Exercise instructions
Copy the lines from the one containing "Point out the black suv" through the one containing "[1016, 146]", changing "yellow taxi" to "white taxi" and keeping everything else identical.
-- START Entries --
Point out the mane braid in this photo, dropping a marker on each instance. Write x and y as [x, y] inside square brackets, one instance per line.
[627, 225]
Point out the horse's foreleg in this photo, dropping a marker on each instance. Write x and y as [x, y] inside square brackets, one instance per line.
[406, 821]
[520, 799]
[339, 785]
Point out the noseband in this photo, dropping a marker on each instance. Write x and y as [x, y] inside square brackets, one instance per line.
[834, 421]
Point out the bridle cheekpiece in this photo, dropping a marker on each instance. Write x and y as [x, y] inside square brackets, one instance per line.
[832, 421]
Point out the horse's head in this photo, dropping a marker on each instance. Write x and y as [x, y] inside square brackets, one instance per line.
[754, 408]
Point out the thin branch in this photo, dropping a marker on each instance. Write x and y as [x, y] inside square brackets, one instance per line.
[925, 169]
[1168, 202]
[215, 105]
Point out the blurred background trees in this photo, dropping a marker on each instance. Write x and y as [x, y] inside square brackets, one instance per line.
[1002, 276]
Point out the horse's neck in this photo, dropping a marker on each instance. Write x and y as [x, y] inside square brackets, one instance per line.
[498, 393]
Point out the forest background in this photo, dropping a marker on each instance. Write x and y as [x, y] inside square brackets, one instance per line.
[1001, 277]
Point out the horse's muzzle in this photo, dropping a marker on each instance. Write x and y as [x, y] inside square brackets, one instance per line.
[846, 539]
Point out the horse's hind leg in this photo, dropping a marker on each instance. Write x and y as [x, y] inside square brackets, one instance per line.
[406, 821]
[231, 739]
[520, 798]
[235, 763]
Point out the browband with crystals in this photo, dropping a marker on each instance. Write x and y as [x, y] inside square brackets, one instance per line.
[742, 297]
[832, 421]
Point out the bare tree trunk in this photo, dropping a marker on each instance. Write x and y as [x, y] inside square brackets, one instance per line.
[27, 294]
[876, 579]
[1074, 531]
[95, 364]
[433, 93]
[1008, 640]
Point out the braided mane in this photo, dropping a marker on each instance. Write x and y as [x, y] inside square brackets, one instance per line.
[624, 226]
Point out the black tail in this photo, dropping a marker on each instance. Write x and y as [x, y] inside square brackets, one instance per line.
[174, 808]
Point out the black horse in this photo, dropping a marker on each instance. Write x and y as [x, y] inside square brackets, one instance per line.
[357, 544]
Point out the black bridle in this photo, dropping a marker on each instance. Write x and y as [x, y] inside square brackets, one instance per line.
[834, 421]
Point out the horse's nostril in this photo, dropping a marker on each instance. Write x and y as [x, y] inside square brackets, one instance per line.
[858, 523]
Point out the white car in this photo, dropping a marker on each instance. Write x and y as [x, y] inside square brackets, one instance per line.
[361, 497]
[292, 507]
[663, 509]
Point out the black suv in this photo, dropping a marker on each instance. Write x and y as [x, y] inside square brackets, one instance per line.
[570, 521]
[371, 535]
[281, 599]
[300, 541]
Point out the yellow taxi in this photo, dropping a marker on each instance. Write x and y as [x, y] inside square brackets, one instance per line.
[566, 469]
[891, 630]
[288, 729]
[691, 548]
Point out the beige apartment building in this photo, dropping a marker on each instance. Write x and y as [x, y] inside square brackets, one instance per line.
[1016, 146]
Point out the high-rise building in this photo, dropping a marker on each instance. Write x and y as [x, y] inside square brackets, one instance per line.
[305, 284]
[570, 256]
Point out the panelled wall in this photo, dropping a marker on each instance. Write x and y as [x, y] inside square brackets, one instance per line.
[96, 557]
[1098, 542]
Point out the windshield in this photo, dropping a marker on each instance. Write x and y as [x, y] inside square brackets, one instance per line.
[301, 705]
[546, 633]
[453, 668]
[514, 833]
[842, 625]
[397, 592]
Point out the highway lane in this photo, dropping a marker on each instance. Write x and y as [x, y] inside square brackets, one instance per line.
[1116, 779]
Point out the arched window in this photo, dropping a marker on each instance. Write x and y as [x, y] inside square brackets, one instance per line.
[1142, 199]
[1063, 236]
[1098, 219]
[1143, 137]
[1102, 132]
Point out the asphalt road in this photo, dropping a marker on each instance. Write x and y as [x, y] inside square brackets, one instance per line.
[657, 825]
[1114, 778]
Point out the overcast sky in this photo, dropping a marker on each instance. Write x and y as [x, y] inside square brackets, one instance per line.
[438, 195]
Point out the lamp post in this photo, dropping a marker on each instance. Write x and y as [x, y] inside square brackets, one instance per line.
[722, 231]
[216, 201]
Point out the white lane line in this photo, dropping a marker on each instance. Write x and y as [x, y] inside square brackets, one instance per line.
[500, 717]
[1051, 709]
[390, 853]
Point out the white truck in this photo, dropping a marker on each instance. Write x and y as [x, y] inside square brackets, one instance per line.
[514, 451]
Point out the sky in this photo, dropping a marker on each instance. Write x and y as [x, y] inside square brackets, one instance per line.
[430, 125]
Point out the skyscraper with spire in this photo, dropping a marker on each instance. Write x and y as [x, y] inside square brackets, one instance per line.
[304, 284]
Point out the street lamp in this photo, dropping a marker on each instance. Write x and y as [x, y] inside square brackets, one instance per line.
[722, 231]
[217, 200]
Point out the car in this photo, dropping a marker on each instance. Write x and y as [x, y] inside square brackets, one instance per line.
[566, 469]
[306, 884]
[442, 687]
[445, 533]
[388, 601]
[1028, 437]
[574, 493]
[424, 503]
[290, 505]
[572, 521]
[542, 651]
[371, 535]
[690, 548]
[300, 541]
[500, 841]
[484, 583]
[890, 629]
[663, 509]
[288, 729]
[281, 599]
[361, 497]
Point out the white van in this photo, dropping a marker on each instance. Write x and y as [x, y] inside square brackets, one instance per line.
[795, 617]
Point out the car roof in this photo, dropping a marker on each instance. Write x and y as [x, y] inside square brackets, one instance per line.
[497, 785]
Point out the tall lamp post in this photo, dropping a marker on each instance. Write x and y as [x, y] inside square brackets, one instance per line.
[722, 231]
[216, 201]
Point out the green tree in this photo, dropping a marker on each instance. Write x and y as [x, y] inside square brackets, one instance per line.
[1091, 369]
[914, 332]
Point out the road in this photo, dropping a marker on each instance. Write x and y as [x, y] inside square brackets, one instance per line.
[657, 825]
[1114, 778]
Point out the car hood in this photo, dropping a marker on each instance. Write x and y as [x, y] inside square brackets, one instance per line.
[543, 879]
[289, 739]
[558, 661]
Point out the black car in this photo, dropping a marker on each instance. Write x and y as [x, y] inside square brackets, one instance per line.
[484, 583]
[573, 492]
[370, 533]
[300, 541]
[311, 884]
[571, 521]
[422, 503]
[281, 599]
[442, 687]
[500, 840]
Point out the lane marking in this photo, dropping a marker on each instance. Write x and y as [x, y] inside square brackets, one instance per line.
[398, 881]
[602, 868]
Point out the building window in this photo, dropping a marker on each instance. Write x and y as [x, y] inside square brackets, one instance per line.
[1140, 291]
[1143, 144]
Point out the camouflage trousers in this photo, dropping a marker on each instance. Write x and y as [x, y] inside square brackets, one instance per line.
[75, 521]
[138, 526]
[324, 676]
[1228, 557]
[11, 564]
-- END Entries --
Solution for this exercise
Point out the black suv in this photo, dropping a marker on each instance. Write x and y as [x, y] inside square brackets, one instance per line.
[570, 521]
[371, 535]
[281, 599]
[300, 541]
Point out the white taxi in this photo, dropping a marker on each instance. Write x and y as [x, y] inside square brackets, one instance per line.
[566, 469]
[891, 630]
[288, 729]
[691, 548]
Point out the beige apartment building in this photo, dropping a marker on each instance. Write x and y as [x, y] inside square brackets, one instance per line.
[1016, 146]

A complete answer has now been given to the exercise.